== WORK INSTRUCTION 1 ==
Answer these from the decision theory notes:
(a) What does the utility function U(s) express?
(b) How many constraints must preference relations require?
(c) Under transitivity, if an agent prefers A to B and B to C, what must it prefer?
== WORK INSTRUCTION 2 ==
Quote the decision theory notes word for word, starting at "Preferences relations must" and ending at "with probability 1-p.".

== EXERCISE PASSAGE ==
Decision Theory: Dealing with choice among actions based on the desirability of their immediate outcomes; environment is thus episodic.

$$P(RESULT(a) = s'|\,a,e)$$
RESULT(a): random variable whose values are possible outcome states, given action a.
Probability of outcome s’, given evidence observations e.

$$EU(a|e) = \sum\limits_{s'} P(RESULT(a) = s'|\,a,e)U(s')$$
U(s): Utility function, a single number that expresses desirability of a state.
Average utility value of the outcomes, weighted by probability of outcome occuring.

$$action = \textrm{argmax}\: EU(a|e)$$
Maximum Expected Utility (MEU): Rational agent should choose the action that maximizes agent’s expected utility.

“If an agent acts so as to maximize a utility function that correctly reflects the performance measure, then the agent will achieve the highest possible performance score (averaged over all the possible environments.)”

# Utility Theory

## Constraints on Rational Preferences

Notation

• $$A \succ B$$ the agent prefers A over B

• $$A \sim B$$ the agent is indifferent between A and B

• $$A \succeq B$$ the agent prefers A over B or is indifferent between them.

A and B are not states, but a set out outcomes for each action–a lottery. A lottery $$L$$ with possible outcomes $$S_1,...,S_n$$ that occurs with probabilities $$p_1,...,p_n$$: $$L = [p_1,S_1;\,p_2, S_2;\, ... p_n, S_n].$$
Each outcome $$S_i$$ of a lottery can be either an atomic state or another lottery.
Preferences relations must require six constraints:

1. Orderability: Given any two lotteries, a rational agent must either prefer one to the other or rate them as equally preferable.
Exactly one of $$A \succ B$$, $$A \sim B$$, $$B \succ A$$

2. Transitivity: Given any three lotteries, if an agent prefers A to B and prefers B to C, then the agent must prefer A to C

3. Continuity: If some lottery B is between A and C in preference, then there is some probability p for which the rational agent will be indifferent between getting B for sure and the lottery that yields A with probability p and C with probability 1-p.

Stored items:
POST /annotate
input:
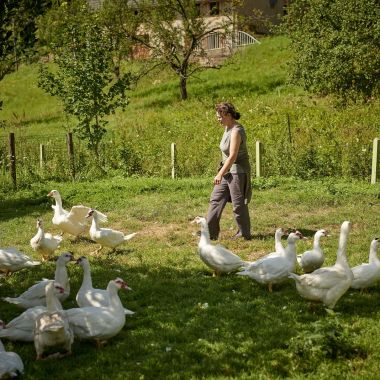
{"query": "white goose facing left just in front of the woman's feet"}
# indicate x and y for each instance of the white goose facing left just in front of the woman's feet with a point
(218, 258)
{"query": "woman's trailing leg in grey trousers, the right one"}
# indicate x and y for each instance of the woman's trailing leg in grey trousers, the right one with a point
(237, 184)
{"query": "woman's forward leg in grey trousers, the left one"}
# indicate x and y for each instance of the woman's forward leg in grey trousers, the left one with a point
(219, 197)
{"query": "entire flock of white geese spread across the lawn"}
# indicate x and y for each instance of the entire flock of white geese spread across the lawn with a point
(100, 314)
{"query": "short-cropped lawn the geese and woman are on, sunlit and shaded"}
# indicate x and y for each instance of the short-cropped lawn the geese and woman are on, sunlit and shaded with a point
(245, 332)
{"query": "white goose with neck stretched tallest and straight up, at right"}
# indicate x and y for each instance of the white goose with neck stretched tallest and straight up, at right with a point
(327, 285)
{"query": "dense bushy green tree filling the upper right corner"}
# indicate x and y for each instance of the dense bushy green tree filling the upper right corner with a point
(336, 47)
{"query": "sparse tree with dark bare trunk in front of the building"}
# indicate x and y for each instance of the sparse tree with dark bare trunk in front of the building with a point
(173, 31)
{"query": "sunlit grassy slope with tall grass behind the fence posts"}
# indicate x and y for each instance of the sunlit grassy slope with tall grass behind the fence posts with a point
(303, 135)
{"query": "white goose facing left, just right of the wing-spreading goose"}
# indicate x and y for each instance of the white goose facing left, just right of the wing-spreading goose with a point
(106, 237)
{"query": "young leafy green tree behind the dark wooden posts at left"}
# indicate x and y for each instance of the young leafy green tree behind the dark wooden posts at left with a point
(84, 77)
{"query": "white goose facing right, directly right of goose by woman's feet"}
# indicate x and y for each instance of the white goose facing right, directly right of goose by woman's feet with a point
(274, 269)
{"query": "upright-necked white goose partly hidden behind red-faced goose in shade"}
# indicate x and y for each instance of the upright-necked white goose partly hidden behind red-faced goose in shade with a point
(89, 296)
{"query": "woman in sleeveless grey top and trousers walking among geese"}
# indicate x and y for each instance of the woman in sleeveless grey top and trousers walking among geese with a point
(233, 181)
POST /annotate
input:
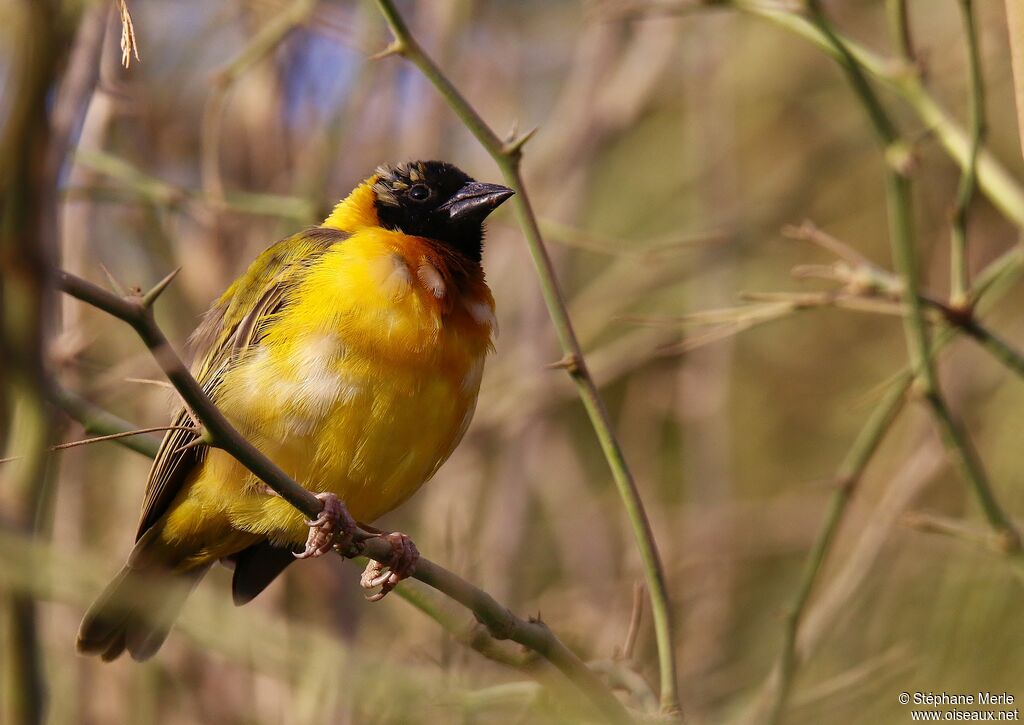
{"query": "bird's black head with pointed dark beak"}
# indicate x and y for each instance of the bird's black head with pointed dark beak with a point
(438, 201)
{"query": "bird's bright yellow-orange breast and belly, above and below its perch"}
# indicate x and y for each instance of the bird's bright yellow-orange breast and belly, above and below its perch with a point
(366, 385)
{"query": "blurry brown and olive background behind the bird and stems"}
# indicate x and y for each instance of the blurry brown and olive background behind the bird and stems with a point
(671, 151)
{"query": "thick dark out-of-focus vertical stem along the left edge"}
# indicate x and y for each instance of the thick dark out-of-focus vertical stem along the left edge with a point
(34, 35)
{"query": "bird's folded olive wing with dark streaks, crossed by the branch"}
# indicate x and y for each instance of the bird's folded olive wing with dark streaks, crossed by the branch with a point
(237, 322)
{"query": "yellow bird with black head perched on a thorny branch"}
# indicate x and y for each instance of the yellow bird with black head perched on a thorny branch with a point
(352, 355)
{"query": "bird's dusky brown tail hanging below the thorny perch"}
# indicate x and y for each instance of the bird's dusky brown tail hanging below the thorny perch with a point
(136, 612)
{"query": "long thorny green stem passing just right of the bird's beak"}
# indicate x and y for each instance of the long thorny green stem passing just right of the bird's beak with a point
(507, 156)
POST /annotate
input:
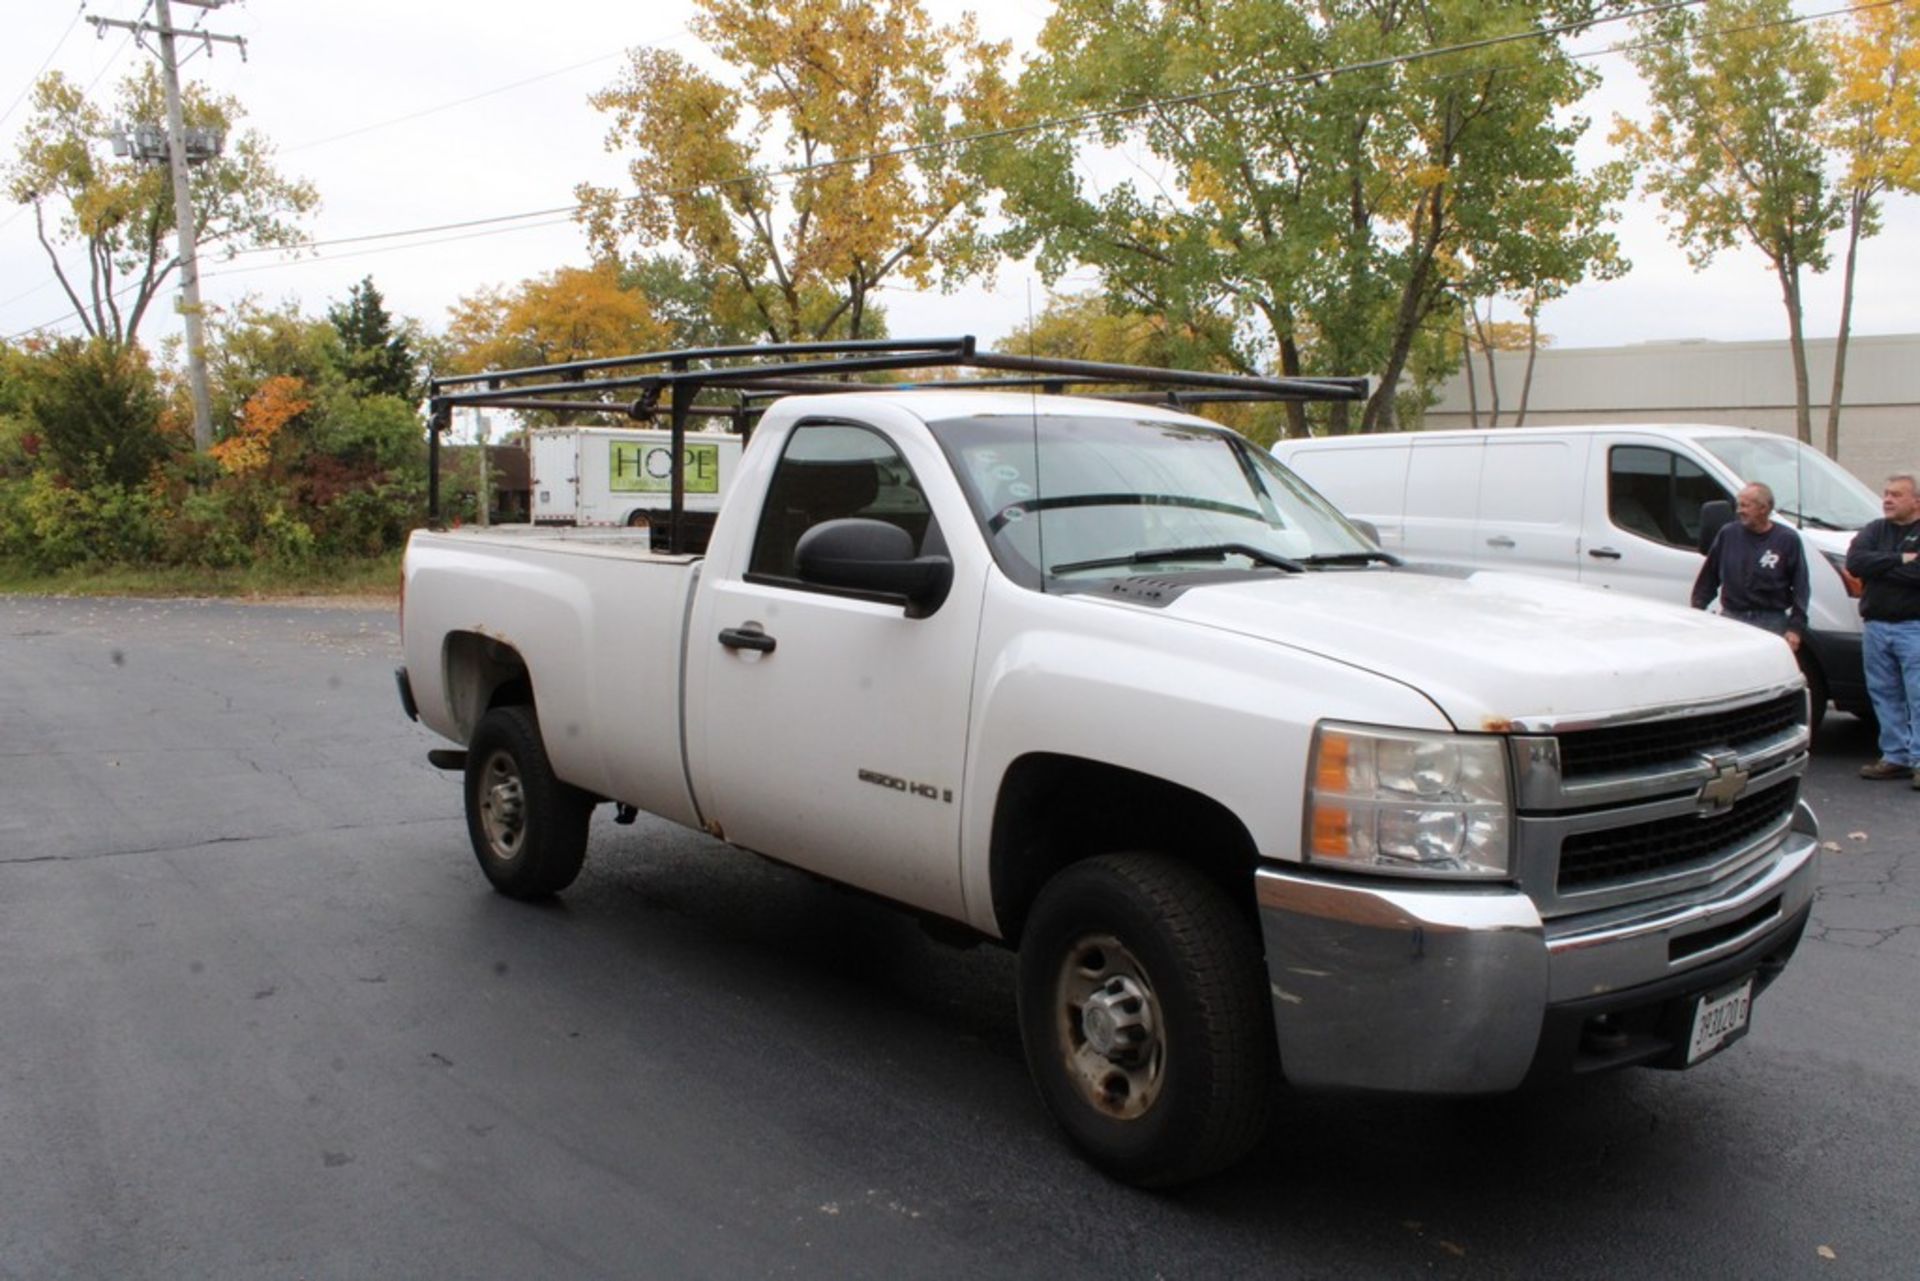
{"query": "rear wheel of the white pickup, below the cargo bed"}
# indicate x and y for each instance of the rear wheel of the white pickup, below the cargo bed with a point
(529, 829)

== EXERCISE RESULT 1 ==
(a) The desirability of a state, as a single number.
(b) Six.
(c) A to C.

== EXERCISE RESULT 2 ==
Preferences relations must require six constraints:

1. Orderability: Given any two lotteries, a rational agent must either prefer one to the other or rate them as equally preferable.
Exactly one of $$A \succ B$$, $$A \sim B$$, $$B \succ A$$

2. Transitivity: Given any three lotteries, if an agent prefers A to B and prefers B to C, then the agent must prefer A to C

3. Continuity: If some lottery B is between A and C in preference, then there is some probability p for which the rational agent will be indifferent between getting B for sure and the lottery that yields A with probability p and C with probability 1-p.